## [Work order]
For every line in the data below that contains "such", copy the line.

## [Data for processing]
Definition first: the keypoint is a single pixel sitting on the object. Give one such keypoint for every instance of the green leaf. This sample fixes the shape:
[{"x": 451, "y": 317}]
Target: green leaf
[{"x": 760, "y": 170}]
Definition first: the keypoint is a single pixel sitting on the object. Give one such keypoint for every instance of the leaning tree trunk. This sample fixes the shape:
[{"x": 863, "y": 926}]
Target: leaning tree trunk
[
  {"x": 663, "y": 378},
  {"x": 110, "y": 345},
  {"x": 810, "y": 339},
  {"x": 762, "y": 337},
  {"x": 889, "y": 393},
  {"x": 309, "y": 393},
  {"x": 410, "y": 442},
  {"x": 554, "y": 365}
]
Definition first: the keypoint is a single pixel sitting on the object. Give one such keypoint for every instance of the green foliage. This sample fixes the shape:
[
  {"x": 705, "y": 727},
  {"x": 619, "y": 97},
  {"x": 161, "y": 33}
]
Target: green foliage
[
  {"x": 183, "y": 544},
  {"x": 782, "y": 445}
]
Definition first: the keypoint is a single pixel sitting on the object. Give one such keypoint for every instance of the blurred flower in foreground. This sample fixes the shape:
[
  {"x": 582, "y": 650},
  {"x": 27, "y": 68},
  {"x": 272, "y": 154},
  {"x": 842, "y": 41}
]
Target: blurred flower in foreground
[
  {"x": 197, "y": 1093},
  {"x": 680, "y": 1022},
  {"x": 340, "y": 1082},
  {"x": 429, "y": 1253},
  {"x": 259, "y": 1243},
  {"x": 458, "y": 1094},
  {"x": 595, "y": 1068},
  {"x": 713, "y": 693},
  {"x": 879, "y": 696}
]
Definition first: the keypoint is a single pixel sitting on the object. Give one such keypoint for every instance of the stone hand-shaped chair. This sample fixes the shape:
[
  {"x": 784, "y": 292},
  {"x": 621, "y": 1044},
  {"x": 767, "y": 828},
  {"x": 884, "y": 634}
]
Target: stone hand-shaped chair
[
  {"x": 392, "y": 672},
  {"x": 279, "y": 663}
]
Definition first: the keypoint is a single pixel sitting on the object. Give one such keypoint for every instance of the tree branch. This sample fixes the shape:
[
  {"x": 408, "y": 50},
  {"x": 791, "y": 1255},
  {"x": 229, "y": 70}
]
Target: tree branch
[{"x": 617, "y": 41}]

## [Answer section]
Definition first: the keypoint is a single pixel sitting on the object. Give one such keypoint for every instance of the green leaf. This sample fixes the shape:
Definition first: the keypoint is a single pixel sitting on the object. Give one such keypoint for every instance of the leaning tree trunk. This sample fixes the shape:
Definition first: the keypoint is a single pixel sitting on the object. Give one such keypoint for every instance of the green foliage. This sample fixes the shape:
Definition first: the keypoint is a single pixel sitting on the object. Give one such keypoint for every instance of the blurred flower in foreground. This sample fixes the shape:
Definition first: the keypoint is a single pixel sitting on the object. Give one such keypoint for every instance of the stone hand-shaped chair. This sample fixes the shape:
Definition first: the keypoint is a single pixel sitting on the object. Give one such keypoint for every instance of the tree branch. This sample fixes the shape:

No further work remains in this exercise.